Work task 1 →
Answer the following questions using the cyanobacteria figure caption.
(a) What habitat does the abbreviation "Hs" denote?
(b) Which genome size range is assigned to category 3?
(c) In what color are the categories associated with a higher number of putative OPX and PCP proteins encircled?
Work task 2 → Reproduce word for word the passage of the cyanobacteria figure caption starting at "Joint category quantification" and ending at "and orange, respectively.".

Document extract →
-*-

Multiple Correspondence Analyses (MCA) of putative OPX or PCP proteins and the genetic, morphological and ecological features of cyanobacteria.

Joint category quantification plots of the classification of strains according to its morphology, habitat, genome size and the frequency of putative (a) outer membrane polysaccharide export (OPX) or (b) polysaccharide copolymerase (PCP) proteins. Regarding morphology, strains were classified as: U, unicellular; F, filamentous; H, heterocystous. Regarding habitat, strains were classified as: m, multiple or other; F, freshwater; Hs, freshwater/hot spring; M, marine; S, soil. When the information available was discordant strains were considered to have multiple habitats. Regarding genome size, strains were classified as: 1, <3 Mbp; 2, 3–5 Mbp; 3, 5–7 Mbp; 4, >7 Mbp. Categories with similar coordinates and, thus, more closely related to the absence/lower number or higher number of putative OPX and PCP proteins are encircled in blue and orange, respectively.

-*-

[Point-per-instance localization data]
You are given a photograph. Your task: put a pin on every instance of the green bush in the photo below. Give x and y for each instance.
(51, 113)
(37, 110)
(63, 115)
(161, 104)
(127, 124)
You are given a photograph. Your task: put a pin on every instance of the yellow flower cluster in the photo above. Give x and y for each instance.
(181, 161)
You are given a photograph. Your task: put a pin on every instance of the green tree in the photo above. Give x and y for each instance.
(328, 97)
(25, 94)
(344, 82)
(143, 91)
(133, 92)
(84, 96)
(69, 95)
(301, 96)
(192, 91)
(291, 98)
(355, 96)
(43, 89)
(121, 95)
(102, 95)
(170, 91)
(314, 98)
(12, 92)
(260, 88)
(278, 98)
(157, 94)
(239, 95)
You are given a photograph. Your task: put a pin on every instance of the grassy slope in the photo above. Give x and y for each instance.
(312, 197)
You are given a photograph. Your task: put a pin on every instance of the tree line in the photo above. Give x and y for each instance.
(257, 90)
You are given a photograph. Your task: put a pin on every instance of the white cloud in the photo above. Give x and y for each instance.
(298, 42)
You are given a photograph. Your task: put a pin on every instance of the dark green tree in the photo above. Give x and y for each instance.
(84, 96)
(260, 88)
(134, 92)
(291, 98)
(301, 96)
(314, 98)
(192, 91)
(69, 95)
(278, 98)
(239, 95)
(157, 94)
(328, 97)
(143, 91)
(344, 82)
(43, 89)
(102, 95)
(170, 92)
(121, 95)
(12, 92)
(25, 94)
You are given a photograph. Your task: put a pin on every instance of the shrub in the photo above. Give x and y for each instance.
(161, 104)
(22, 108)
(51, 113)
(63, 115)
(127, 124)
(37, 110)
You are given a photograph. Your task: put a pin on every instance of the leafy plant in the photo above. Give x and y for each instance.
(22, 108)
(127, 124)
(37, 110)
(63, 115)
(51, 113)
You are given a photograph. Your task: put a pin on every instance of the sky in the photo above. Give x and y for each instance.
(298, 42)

-*-

Exercise answer 1 →
(a) Freshwater/hot spring.
(b) 5–7 Mbp.
(c) Orange.

Exercise answer 2 →
Joint category quantification plots of the classification of strains according to its morphology, habitat, genome size and the frequency of putative (a) outer membrane polysaccharide export (OPX) or (b) polysaccharide copolymerase (PCP) proteins. Regarding morphology, strains were classified as: U, unicellular; F, filamentous; H, heterocystous. Regarding habitat, strains were classified as: m, multiple or other; F, freshwater; Hs, freshwater/hot spring; M, marine; S, soil. When the information available was discordant strains were considered to have multiple habitats. Regarding genome size, strains were classified as: 1, <3 Mbp; 2, 3–5 Mbp; 3, 5–7 Mbp; 4, >7 Mbp. Categories with similar coordinates and, thus, more closely related to the absence/lower number or higher number of putative OPX and PCP proteins are encircled in blue and orange, respectively.